• WHAT THE TASK ASKS
Each line of the data must be reproduced as it appears.

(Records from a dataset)
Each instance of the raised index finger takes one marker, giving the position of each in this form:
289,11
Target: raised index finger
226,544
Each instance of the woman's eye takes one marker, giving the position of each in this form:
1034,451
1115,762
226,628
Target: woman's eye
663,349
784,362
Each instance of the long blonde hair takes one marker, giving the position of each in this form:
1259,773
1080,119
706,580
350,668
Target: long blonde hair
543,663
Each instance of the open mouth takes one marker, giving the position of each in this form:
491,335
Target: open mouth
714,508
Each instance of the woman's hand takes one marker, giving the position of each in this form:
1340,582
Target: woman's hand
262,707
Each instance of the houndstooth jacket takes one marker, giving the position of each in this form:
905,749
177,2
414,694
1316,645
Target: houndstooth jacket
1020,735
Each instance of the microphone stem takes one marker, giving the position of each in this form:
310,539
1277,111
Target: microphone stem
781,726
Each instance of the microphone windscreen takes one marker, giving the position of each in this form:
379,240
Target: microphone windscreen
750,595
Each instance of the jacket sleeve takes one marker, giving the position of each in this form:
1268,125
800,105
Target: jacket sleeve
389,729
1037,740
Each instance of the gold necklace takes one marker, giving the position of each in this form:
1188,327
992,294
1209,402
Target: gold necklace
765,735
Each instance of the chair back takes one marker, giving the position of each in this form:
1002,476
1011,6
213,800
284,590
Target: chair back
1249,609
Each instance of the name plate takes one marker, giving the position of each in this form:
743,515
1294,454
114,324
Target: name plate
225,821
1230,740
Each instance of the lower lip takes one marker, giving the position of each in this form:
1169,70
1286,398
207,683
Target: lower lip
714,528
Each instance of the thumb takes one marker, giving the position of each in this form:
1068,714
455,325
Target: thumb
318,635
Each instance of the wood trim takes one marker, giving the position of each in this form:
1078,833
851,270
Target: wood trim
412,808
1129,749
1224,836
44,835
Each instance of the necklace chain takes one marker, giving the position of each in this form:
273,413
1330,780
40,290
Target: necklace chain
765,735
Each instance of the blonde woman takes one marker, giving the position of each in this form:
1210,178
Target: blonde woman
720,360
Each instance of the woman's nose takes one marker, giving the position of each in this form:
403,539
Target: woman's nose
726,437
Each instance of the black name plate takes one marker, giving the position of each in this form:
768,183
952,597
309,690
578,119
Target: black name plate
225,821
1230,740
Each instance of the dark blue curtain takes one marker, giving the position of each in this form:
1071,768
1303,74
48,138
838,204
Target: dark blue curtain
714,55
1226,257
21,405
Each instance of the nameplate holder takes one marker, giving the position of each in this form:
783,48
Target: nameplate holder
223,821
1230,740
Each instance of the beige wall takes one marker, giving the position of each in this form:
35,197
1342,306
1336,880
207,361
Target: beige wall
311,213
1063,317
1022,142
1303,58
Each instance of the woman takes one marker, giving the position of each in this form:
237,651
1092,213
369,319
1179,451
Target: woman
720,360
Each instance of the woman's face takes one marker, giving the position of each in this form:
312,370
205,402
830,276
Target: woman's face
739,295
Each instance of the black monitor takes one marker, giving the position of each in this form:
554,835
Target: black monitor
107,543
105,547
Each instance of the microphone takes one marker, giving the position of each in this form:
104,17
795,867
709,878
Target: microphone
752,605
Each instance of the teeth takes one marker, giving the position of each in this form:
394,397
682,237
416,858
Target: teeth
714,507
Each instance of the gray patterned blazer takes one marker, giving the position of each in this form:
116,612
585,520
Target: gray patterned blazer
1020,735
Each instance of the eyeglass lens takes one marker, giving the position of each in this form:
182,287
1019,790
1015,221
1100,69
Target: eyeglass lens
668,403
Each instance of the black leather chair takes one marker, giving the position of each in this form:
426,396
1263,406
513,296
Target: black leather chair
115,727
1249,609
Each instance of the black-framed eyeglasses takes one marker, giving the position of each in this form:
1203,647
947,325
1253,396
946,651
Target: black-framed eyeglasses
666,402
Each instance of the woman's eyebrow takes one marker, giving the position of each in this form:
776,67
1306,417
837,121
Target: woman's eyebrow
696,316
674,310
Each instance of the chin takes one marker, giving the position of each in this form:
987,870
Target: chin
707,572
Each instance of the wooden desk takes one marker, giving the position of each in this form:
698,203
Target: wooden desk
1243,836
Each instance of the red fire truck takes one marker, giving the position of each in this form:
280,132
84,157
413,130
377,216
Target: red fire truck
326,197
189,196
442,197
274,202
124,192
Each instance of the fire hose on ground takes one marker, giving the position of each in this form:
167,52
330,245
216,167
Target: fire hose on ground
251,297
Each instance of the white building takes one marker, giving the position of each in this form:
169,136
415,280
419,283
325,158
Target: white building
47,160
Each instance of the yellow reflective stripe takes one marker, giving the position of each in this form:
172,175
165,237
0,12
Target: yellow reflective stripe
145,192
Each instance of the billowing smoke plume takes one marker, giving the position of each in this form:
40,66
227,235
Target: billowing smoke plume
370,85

• TASK OUTPUT
Each instance of the raised index finger takes one marker, giving the position of each in this form:
289,11
Target: raised index finger
226,544
Each instance of the woman's eye takes one marker, giving the position of each in this form:
1034,451
1115,762
226,628
Target: woman's eye
663,349
784,362
Each instance of the long blonde hair takes one marker, giving the position of each in this form:
1259,773
1080,119
706,580
350,668
Target: long blonde hair
543,663
Each instance of the open mouth takes one marker, giving the position of each in this form:
491,335
Target: open mouth
714,508
Each instance of the woman's hand takes one marker, giving the position of each in this form:
1340,582
Target: woman's hand
262,707
Each instance of the houndstooth jacket takes one marker, giving the position of each in this form:
905,749
177,2
414,694
1316,645
Target: houndstooth jacket
1020,735
Each instance of the microphone stem takes one marker, giving the position of each in this form:
310,539
1277,111
Target: microphone stem
781,726
Each instance of the microphone windscreen takes one marker, giving the position of each in this form:
379,240
Target: microphone windscreen
750,595
Each instance of the jacket sleeve takes one marker, giving the position of each in this form:
1268,125
800,105
Target: jacket sleeve
389,729
1037,740
Each instance of the gold necklace takes one marker, giving the position of each in this form:
1188,327
992,294
1209,402
Target: gold necklace
765,735
Each instance of the chair back takes one marker, giving the position of each in this form:
1002,476
1011,6
213,800
284,590
Target: chair back
1249,609
Each instance of the name plate takes one marker, giving the position of each in this form:
743,515
1294,454
114,324
Target: name plate
225,821
1230,740
Each instance of the lower lip takes one marker, giving the position of each in this form:
1169,70
1286,398
207,683
Target: lower lip
714,528
Each instance of the thumb takes one marker, giving the position of each in this form:
1068,714
455,325
Target: thumb
318,635
Each instance of the wood trim takes one marker, giving the position of each in this form:
1078,833
851,270
Target: wood trim
412,808
1129,749
1224,836
44,835
Each instance of the necklace chain takes one marker, giving the position of each in this form:
273,413
1330,780
40,290
Target: necklace chain
765,735
Each instance of the blonde woman takes one marker, giving the position of each in this form:
1210,178
Target: blonde woman
720,360
Each instance of the woman's nose takes one marker, giving the position of each in this form:
403,539
Target: woman's nose
726,437
Each instance of the black name plate takes one marker, giving the position of each in this form:
768,183
952,597
309,690
578,119
Target: black name plate
225,821
1230,740
Each instance of the dark blue curtain takes one marker, giving the position of each in this form:
1071,768
1303,74
48,138
838,204
Target: dark blue curtain
714,55
1226,257
21,405
Each instance of the nameplate holder takes one marker, giving the position of each in this form:
783,48
Target: nameplate holder
223,821
1230,740
Each instance of the beige wall takes one marker, giving the position of each in this form:
35,197
1342,306
1336,880
207,361
Target: beige wall
311,213
1063,317
1022,142
1303,58
Each instance of the woman takes one marker, giving the position of each in this form:
237,651
1092,213
369,319
1179,451
Target: woman
720,360
Each instance of the woman's face takes one marker, giving the position of each in this form:
312,370
205,402
830,276
Target: woman's face
739,295
Each instance of the black monitor takes one marker, giving the position of each in this form:
554,835
Target: black monitor
107,543
105,547
Each instance of the microphone takes one marker, giving the position of each in this form:
104,17
795,867
709,878
Target: microphone
752,605
Each instance of the teeth takes one marker, giving the position of each in this form:
394,397
682,237
416,858
Target: teeth
714,507
Each instance of the gray patterned blazer takes one marker, giving the position of each in this form:
116,612
585,520
Target: gray patterned blazer
1020,735
Each instance of the eyeglass lens takes one marker, giving the position of each in this form:
182,287
1019,790
1015,221
1100,69
Target: eyeglass lens
668,403
Each instance of the black leather chair takes one marker, giving the position of each in this form:
426,396
1263,406
513,296
Target: black leather chair
115,727
1249,609
Each instance of the black-framed eyeglasses takes one marker, giving the position of each in this form:
1203,647
947,325
1253,396
946,651
Target: black-framed eyeglasses
666,402
Each instance of the woman's eyebrow takes one marker, giving the position of each in this form:
776,67
1306,417
837,121
Target: woman's eyebrow
696,316
674,310
Each instance of the chin takes one marker, giving the position of each in this form:
987,870
Target: chin
707,572
Each instance of the wooden desk takes one marker, giving the position of each in this form:
698,203
Target: wooden desk
1243,836
Each instance of the red fire truck takes one marker, giving the position of each in this form:
280,132
84,157
413,130
377,216
Target: red fire truck
326,197
189,196
442,197
274,202
124,192
Each instance of the fire hose on ground takes one marker, giving the position of each in this form:
167,52
330,245
216,167
Target: fire hose on ground
251,297
Each instance of the white building takes one marker, giving the position of each in this form:
169,136
415,280
419,283
325,158
Target: white building
47,160
Each instance of the yellow reflective stripe takes one marker, giving the position of each in this form:
172,175
165,237
0,12
Target: yellow reflective stripe
145,192
Each instance of the billowing smoke plume takes one marker, giving the position of each in this form:
40,66
227,235
Target: billowing smoke plume
370,85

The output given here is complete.